* **SET PROBLEM**: Render the lines of the entries from the line with "# Outline the region of every instance of the arranged" to the line with "207 341 L 213" as a Markdown table with the columns Row and Line, numbering each row and leaving out blank lines.

* **SUPPLIED DATA**:
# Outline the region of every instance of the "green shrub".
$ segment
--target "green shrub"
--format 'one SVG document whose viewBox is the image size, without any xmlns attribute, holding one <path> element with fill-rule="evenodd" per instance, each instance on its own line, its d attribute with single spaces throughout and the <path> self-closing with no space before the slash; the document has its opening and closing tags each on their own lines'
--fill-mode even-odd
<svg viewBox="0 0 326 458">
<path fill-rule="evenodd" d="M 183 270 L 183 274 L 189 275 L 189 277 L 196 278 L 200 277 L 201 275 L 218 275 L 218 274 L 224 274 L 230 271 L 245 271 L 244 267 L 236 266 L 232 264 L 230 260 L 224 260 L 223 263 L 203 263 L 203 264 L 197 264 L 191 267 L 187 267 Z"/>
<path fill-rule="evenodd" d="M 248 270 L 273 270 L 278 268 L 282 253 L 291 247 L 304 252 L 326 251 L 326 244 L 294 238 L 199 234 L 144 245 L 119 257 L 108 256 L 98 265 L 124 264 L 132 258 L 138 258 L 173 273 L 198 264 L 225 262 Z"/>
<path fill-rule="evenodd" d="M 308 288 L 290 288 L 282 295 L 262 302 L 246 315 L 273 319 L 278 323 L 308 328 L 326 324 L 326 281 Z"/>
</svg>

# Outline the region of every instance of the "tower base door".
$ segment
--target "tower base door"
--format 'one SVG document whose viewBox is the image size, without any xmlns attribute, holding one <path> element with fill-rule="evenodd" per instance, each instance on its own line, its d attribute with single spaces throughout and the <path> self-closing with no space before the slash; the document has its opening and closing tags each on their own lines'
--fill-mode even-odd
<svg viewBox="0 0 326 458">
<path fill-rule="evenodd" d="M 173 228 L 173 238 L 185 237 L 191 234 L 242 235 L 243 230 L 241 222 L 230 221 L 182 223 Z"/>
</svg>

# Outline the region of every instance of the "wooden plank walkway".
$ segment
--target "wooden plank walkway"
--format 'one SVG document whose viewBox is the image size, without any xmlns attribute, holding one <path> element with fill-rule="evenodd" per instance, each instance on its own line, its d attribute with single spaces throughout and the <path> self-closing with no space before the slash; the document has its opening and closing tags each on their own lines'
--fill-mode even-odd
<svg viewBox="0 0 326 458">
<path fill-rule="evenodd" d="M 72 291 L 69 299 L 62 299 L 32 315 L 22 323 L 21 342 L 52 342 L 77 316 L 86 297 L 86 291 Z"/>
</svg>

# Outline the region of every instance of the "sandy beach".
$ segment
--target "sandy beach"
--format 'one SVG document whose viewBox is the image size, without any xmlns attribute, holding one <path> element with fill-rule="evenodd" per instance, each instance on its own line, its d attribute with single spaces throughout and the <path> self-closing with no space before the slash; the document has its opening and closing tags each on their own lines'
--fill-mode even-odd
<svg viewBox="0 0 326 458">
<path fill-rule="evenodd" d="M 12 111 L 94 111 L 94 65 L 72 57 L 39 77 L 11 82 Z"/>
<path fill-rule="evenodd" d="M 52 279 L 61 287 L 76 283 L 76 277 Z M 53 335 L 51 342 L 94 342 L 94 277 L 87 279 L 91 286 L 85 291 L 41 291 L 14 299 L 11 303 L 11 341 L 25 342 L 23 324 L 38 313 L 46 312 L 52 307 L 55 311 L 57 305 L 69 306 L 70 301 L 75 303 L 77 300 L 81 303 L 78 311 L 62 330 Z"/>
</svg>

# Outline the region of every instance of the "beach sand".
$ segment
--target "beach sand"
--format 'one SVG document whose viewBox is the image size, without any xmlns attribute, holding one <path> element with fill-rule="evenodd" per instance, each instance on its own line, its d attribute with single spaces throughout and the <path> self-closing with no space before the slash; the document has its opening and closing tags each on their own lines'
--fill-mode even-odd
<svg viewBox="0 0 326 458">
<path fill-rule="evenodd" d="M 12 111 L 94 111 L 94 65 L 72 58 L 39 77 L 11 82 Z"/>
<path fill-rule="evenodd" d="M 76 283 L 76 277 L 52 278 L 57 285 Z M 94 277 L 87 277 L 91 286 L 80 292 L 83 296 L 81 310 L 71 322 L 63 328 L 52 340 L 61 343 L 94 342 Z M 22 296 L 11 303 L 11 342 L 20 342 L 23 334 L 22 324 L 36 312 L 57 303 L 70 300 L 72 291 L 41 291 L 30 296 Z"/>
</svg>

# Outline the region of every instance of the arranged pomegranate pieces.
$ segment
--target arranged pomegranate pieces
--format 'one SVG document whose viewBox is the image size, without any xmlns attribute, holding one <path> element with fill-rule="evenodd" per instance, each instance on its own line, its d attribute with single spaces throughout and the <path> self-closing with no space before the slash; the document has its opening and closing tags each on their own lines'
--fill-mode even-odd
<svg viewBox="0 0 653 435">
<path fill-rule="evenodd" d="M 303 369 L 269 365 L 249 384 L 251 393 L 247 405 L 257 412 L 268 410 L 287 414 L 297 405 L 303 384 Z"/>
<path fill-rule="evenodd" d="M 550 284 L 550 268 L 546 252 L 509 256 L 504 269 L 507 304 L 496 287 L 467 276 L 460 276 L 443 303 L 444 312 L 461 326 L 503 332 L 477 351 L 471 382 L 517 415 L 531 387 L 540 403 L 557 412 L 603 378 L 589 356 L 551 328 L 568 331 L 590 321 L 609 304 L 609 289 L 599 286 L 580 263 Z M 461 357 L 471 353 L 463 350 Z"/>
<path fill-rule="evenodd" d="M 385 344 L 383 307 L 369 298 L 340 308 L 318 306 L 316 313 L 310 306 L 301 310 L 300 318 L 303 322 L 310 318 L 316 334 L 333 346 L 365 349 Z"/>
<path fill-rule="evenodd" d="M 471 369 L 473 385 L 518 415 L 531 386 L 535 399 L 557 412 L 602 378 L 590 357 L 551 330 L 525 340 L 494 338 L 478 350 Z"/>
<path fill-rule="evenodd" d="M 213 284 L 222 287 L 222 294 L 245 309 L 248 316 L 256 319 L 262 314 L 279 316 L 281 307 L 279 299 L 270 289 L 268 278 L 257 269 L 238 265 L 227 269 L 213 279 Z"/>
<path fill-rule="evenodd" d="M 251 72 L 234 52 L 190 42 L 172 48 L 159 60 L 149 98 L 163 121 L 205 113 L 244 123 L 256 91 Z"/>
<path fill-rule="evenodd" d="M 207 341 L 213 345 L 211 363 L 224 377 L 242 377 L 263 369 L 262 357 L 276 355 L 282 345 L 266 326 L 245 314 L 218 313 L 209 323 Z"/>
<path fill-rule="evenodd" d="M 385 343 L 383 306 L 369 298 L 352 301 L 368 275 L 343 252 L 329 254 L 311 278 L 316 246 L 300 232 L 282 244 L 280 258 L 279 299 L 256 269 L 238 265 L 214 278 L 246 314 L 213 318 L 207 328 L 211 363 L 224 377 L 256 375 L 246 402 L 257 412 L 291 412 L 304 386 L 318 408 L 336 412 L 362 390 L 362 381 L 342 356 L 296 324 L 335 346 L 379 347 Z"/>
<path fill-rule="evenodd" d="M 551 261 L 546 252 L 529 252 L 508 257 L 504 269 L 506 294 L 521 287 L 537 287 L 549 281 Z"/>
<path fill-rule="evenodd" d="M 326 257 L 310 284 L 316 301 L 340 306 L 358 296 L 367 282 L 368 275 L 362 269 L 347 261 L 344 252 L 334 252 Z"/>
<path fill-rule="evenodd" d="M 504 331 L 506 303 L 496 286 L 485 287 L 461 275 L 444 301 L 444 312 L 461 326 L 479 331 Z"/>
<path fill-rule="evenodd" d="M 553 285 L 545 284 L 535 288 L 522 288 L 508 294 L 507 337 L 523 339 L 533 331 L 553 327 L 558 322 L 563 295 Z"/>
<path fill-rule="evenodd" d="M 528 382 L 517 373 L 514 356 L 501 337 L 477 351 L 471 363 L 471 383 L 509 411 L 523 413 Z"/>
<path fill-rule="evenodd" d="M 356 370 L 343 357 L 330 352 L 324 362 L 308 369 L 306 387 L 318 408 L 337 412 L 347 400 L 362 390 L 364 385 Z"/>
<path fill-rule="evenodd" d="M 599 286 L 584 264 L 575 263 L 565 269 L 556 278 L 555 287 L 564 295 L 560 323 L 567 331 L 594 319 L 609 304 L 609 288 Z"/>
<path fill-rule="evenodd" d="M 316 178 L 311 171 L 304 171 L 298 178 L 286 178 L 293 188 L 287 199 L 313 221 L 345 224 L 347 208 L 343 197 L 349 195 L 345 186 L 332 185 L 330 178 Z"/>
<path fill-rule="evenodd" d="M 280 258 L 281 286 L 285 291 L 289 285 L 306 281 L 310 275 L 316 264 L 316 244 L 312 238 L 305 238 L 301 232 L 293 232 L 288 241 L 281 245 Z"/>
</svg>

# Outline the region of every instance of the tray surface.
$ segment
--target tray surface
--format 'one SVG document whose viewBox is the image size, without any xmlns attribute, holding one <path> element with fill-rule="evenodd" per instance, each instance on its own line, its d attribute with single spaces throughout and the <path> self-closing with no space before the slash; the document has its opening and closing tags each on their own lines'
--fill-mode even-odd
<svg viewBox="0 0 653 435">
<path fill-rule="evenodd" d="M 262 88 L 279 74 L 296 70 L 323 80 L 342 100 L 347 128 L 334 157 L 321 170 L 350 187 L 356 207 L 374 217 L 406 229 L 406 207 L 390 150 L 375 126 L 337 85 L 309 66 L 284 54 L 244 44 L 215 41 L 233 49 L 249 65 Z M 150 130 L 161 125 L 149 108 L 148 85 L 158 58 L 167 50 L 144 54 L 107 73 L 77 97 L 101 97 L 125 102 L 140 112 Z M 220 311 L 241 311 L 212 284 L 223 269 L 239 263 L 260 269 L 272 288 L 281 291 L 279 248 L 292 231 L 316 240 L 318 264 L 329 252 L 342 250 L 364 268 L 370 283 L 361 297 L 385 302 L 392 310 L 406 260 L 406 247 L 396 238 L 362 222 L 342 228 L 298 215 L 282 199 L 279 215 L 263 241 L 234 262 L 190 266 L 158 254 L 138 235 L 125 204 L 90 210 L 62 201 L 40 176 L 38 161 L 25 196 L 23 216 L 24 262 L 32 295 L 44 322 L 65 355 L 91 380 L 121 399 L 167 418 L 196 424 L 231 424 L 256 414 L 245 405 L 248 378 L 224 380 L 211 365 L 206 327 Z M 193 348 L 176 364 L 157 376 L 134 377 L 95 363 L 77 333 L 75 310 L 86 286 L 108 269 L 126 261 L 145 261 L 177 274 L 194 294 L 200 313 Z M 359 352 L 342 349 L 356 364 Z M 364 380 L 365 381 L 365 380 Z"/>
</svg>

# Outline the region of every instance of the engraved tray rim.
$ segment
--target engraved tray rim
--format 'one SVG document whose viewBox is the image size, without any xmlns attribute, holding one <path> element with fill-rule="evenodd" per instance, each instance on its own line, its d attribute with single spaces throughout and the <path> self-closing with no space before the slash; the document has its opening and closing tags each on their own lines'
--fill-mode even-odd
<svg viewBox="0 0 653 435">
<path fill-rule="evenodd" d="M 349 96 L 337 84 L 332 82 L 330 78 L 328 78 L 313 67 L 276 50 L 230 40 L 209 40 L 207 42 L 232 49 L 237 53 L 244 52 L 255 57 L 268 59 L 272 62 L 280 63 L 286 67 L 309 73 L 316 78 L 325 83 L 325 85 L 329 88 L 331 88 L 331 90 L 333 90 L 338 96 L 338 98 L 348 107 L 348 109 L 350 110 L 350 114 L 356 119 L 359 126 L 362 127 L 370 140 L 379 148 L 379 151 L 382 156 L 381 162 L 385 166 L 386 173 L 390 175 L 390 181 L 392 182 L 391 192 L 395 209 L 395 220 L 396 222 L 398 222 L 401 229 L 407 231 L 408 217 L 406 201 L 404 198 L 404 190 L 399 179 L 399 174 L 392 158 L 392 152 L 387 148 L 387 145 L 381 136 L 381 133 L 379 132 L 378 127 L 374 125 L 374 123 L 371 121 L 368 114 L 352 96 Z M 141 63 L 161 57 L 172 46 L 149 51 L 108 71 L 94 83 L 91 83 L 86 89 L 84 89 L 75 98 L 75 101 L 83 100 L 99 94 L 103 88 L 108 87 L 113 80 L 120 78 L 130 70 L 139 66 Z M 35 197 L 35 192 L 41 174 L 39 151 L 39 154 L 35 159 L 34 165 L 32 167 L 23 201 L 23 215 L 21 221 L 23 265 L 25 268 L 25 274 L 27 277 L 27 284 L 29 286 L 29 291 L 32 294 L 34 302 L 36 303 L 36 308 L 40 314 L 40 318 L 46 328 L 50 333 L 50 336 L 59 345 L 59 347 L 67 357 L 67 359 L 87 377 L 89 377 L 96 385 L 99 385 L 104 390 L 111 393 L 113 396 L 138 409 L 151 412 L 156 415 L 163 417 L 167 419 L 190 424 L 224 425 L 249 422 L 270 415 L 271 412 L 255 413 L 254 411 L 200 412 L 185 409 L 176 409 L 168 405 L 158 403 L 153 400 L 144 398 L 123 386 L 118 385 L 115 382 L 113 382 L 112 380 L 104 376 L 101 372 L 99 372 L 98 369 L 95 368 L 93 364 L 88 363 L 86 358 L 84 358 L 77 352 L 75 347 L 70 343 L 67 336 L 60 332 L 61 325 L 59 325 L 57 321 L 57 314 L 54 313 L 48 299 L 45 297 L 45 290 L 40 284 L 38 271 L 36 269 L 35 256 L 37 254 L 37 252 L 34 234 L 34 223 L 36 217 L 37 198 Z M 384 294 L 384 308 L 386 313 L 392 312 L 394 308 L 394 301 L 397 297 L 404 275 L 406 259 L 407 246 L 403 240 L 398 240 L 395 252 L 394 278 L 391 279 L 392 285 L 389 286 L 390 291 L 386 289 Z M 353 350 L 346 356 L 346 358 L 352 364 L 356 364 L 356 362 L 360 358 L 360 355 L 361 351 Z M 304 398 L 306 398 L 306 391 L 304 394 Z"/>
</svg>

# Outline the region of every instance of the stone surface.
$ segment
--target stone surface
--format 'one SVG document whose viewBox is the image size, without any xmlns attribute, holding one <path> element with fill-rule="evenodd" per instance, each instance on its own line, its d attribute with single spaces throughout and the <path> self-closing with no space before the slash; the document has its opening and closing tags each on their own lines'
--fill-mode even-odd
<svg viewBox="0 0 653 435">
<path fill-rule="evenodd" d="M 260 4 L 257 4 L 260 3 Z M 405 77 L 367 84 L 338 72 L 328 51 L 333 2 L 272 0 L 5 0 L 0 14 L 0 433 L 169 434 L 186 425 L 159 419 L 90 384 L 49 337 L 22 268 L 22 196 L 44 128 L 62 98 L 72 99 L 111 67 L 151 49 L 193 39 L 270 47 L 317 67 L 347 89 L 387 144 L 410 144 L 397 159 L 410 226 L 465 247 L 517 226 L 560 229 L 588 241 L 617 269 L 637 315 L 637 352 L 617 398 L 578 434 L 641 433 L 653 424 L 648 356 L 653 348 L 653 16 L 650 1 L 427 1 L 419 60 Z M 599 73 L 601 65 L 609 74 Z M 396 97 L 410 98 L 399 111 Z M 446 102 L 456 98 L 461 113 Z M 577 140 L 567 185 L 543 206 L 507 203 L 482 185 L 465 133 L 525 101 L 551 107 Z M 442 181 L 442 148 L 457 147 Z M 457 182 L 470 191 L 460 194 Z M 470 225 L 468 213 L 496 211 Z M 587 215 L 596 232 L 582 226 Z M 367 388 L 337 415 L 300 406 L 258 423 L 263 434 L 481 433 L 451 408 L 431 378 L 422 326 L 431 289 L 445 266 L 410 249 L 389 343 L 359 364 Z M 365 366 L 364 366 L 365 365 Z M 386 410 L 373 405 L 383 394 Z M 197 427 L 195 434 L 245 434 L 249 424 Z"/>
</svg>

* **TASK SOLUTION**:
| Row | Line |
|---|---|
| 1 | # Outline the region of every instance of the arranged pomegranate pieces. |
| 2 | $ segment |
| 3 | --target arranged pomegranate pieces |
| 4 | --format 'one SVG document whose viewBox is the image size, without any xmlns attribute, holding one <path> element with fill-rule="evenodd" per instance, each instance on its own line, its d attribute with single spaces throughout and the <path> self-closing with no space before the slash; the document has its opening and closing tags each on their own lines' |
| 5 | --fill-mode even-odd |
| 6 | <svg viewBox="0 0 653 435"> |
| 7 | <path fill-rule="evenodd" d="M 303 369 L 269 365 L 249 384 L 251 393 L 247 405 L 257 412 L 268 410 L 287 414 L 297 405 L 303 384 Z"/> |
| 8 | <path fill-rule="evenodd" d="M 550 284 L 550 268 L 546 252 L 509 256 L 504 269 L 507 304 L 496 287 L 467 276 L 460 276 L 443 303 L 444 312 L 461 326 L 503 332 L 477 351 L 471 382 L 517 415 L 531 387 L 540 403 L 557 412 L 603 378 L 589 356 L 551 328 L 568 331 L 590 321 L 609 304 L 609 289 L 599 286 L 580 263 Z M 461 357 L 471 353 L 463 350 Z"/> |
| 9 | <path fill-rule="evenodd" d="M 385 344 L 383 307 L 369 298 L 340 308 L 318 306 L 316 313 L 310 306 L 301 310 L 300 318 L 303 322 L 310 318 L 316 334 L 333 346 L 365 349 Z"/> |
| 10 | <path fill-rule="evenodd" d="M 471 369 L 473 385 L 518 415 L 531 386 L 535 399 L 557 412 L 602 378 L 590 357 L 551 330 L 525 340 L 494 338 L 478 350 Z"/> |
| 11 | <path fill-rule="evenodd" d="M 213 284 L 222 287 L 222 294 L 245 309 L 248 316 L 256 319 L 262 314 L 279 316 L 281 307 L 279 299 L 270 289 L 268 278 L 257 269 L 238 265 L 227 269 L 213 279 Z"/> |
| 12 | <path fill-rule="evenodd" d="M 251 72 L 234 52 L 190 42 L 172 48 L 159 60 L 149 98 L 163 121 L 205 113 L 244 123 L 256 91 Z"/> |
| 13 | <path fill-rule="evenodd" d="M 207 341 L 213 345 L 211 363 L 224 377 L 242 377 L 263 369 L 262 357 L 276 355 L 282 345 L 266 326 L 245 314 L 218 313 L 209 323 Z"/> |